═══ Provided data
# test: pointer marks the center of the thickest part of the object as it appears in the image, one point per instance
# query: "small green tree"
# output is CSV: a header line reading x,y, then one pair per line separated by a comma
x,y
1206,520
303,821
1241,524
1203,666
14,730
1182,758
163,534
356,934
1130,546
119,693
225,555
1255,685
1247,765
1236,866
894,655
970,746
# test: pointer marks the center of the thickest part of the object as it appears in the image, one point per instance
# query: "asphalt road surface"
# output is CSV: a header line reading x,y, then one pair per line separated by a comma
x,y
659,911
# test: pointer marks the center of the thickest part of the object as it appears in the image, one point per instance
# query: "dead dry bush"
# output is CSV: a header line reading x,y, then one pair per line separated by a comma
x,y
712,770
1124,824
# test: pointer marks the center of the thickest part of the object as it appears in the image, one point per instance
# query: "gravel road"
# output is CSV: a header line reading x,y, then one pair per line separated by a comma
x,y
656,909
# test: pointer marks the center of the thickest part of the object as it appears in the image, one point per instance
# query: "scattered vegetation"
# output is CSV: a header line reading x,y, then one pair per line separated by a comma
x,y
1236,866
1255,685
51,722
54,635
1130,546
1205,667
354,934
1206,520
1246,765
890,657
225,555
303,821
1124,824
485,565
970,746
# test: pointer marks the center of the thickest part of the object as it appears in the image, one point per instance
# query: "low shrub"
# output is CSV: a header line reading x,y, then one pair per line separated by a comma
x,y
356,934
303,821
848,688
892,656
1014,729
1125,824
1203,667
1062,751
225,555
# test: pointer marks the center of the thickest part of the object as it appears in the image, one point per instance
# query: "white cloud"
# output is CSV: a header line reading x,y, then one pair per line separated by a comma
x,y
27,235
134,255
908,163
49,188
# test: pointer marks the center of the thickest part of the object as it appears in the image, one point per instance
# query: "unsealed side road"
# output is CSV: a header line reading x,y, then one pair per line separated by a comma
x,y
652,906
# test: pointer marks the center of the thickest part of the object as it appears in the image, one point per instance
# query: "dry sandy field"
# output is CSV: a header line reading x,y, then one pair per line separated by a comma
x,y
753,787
══════
How many lines in the entries above contain the string "query"? Case counts. Reply with the number alone.

Worked solution: 9